═════ Material to process

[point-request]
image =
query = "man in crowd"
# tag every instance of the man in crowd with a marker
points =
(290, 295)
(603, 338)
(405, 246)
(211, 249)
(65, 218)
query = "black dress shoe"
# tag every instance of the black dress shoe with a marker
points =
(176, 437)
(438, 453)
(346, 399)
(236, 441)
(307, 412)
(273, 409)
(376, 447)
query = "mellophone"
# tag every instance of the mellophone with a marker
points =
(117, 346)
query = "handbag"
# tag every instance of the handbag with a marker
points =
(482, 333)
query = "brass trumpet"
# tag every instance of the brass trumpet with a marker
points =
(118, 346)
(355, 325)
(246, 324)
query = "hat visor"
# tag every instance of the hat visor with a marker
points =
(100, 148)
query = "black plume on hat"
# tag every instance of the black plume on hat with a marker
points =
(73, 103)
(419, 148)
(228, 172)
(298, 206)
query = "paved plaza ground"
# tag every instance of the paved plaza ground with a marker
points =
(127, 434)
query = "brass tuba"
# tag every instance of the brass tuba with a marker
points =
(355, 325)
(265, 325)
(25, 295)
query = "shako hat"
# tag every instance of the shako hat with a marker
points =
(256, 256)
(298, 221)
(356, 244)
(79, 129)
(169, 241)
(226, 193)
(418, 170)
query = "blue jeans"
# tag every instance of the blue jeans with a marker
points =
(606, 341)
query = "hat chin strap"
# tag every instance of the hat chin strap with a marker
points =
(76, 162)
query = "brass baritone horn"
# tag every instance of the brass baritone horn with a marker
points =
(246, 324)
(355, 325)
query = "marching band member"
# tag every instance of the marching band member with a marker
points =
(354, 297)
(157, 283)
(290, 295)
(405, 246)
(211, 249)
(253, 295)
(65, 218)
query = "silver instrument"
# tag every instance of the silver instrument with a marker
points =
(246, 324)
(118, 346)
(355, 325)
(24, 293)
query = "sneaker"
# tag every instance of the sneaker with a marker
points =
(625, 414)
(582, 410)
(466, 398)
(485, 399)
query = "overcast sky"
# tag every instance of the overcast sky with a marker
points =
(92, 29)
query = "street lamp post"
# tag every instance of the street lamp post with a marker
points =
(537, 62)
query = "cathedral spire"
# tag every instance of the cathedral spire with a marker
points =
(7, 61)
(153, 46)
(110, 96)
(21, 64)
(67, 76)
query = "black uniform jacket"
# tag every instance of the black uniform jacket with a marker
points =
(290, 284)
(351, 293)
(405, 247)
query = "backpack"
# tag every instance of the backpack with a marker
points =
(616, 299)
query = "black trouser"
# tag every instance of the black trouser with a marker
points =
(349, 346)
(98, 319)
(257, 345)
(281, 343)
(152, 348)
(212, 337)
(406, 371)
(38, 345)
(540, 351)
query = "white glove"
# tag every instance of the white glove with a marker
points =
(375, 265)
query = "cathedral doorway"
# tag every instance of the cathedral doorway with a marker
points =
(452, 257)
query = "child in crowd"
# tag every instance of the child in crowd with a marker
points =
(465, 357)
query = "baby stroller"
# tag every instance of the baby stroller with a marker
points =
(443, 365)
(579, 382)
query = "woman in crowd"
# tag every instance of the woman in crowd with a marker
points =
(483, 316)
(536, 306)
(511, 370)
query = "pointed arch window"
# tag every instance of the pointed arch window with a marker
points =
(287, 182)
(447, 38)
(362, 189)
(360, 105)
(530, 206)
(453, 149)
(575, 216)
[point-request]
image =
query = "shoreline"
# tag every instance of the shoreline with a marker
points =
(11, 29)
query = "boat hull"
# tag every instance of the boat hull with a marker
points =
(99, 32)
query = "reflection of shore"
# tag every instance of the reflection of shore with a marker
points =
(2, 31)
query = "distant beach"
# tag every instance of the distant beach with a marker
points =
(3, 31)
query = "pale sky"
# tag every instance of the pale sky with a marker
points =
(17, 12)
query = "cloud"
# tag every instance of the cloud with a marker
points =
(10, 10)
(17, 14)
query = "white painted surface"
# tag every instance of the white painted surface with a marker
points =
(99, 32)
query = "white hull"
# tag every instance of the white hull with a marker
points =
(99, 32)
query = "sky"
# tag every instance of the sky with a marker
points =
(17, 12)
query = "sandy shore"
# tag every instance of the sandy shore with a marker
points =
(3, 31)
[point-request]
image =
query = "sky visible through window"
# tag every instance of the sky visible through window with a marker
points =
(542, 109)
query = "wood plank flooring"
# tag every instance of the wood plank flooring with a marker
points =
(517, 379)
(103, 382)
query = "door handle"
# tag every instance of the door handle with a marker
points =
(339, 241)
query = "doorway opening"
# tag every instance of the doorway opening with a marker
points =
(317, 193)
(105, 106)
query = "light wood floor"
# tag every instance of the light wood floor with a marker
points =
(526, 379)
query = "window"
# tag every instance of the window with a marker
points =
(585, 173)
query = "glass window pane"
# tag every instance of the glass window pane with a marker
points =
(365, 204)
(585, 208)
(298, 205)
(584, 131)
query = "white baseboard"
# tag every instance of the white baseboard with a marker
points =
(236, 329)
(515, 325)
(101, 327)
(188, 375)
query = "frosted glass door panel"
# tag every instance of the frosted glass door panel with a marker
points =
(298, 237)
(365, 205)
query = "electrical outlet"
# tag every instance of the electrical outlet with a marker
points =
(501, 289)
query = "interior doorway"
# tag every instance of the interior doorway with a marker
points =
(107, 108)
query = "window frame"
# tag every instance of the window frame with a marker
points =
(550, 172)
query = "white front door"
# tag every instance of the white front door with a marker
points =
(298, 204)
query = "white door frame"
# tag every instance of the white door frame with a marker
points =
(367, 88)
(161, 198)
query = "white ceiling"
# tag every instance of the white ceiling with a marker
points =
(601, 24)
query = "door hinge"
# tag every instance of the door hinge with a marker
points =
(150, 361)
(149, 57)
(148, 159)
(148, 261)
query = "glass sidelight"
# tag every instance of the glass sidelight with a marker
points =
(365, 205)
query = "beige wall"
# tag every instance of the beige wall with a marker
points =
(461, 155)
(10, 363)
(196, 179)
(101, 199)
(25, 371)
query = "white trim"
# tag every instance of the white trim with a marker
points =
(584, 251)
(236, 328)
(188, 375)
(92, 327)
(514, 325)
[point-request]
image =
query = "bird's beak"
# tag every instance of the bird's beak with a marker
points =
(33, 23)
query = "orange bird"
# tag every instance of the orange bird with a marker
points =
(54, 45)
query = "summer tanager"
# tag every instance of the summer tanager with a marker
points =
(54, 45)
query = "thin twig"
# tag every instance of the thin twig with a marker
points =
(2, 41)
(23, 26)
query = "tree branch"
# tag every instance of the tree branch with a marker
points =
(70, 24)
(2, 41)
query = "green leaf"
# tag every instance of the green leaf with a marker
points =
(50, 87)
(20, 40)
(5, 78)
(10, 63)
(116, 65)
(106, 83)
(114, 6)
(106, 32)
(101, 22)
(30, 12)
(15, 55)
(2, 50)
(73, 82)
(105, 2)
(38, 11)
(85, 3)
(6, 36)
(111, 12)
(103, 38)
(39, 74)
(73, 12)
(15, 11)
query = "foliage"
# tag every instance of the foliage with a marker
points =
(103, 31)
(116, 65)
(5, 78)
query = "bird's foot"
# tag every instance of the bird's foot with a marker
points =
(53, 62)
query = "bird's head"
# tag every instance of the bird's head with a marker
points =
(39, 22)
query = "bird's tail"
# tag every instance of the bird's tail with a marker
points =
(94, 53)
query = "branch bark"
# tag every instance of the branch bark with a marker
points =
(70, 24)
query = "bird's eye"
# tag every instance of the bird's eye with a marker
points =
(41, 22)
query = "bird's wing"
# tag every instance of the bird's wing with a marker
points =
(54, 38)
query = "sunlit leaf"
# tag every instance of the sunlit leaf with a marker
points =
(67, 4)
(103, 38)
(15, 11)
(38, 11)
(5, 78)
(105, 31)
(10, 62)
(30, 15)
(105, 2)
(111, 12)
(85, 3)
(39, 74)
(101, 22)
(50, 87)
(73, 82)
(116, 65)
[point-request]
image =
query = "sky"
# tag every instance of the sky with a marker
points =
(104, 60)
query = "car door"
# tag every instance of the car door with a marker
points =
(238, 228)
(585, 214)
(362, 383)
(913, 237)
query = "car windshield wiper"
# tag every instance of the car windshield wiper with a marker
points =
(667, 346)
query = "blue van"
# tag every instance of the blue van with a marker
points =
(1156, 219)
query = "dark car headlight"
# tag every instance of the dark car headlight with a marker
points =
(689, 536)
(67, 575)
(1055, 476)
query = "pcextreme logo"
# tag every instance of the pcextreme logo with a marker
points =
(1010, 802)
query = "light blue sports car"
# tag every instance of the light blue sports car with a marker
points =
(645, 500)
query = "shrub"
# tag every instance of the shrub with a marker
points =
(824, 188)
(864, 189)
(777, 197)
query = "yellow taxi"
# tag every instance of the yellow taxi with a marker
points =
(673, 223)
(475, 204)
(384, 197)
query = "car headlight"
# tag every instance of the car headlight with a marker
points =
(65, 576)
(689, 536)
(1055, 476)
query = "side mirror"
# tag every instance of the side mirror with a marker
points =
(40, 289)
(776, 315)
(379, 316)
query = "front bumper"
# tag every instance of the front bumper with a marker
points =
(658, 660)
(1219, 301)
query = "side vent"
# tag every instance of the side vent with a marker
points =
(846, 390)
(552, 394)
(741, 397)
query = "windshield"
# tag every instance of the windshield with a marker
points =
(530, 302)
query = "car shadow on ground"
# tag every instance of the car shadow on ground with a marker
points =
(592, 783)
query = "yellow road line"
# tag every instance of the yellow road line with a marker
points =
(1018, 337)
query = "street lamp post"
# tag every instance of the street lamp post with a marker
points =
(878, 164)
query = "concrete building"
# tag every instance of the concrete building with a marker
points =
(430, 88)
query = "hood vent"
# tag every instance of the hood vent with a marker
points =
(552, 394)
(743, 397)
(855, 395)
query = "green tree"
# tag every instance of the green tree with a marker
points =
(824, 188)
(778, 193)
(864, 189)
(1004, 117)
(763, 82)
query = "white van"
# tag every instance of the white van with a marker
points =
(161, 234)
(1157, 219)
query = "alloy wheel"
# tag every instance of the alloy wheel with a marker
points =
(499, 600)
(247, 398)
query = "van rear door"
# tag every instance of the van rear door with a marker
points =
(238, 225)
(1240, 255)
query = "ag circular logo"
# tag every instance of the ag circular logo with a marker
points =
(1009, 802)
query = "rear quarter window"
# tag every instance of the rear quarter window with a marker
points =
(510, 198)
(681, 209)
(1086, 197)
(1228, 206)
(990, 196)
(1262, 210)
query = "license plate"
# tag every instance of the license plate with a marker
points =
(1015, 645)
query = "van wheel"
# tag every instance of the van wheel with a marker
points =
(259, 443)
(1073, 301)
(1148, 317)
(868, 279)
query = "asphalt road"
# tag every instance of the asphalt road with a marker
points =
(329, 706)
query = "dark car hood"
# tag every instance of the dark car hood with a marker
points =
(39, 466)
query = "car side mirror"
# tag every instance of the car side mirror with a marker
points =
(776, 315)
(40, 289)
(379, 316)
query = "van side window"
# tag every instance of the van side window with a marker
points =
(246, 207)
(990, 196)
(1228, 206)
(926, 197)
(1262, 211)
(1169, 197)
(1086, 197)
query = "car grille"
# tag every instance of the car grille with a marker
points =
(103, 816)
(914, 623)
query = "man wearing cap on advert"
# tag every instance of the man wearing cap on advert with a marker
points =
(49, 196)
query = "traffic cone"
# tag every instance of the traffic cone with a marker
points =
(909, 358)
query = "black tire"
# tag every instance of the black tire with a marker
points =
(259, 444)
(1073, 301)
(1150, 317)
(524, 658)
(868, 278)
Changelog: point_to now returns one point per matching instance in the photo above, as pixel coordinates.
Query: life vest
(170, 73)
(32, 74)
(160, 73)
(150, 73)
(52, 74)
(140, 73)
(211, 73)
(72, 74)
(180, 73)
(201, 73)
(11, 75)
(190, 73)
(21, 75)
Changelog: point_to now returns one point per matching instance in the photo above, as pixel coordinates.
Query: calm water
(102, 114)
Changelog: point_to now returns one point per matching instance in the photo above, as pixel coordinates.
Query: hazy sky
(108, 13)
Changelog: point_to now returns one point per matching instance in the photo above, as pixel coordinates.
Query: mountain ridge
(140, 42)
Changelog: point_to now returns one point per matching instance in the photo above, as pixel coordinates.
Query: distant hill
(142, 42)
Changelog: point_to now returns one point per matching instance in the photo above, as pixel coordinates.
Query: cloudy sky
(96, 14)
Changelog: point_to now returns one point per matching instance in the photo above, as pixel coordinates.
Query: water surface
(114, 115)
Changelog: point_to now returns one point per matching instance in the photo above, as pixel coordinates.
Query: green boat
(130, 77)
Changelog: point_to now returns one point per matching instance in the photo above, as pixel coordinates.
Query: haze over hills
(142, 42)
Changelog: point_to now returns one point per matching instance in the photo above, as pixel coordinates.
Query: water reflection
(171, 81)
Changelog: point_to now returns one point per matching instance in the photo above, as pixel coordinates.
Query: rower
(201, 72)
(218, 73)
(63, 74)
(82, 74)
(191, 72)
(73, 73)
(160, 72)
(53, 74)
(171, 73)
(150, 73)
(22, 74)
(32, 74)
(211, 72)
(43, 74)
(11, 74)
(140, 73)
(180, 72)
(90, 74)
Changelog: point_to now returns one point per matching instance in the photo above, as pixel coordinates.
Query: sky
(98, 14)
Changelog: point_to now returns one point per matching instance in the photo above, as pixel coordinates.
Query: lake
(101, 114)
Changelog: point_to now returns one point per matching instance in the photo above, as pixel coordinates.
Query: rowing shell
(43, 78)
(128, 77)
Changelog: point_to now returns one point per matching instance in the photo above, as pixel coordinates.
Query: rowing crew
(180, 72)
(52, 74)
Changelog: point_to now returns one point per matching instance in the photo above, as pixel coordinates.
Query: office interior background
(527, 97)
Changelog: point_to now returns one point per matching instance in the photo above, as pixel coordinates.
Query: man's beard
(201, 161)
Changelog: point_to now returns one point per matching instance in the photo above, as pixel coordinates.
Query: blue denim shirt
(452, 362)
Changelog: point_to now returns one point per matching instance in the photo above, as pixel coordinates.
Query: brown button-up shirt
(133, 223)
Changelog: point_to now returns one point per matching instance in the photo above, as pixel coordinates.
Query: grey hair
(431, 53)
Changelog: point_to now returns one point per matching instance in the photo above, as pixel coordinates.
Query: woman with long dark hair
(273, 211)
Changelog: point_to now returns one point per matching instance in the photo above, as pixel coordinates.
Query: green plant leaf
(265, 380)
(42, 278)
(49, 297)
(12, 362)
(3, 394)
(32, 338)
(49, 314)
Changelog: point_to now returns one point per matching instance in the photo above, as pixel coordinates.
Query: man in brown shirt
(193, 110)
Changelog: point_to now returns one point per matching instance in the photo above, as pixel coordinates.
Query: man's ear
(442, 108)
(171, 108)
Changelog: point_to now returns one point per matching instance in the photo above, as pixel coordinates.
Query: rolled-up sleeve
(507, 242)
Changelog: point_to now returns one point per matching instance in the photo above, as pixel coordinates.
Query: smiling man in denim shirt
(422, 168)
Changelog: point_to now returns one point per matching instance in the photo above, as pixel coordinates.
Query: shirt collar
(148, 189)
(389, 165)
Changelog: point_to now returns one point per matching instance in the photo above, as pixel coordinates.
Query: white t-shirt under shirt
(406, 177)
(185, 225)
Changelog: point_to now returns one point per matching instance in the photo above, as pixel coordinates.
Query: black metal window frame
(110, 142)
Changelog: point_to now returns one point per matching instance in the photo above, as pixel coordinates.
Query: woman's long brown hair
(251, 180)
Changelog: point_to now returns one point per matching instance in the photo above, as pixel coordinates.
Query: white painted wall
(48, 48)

══════════

> [Problem]:
Your answer should be a single number: the count of lines in the data that include the word "plume".

> [Output]:
2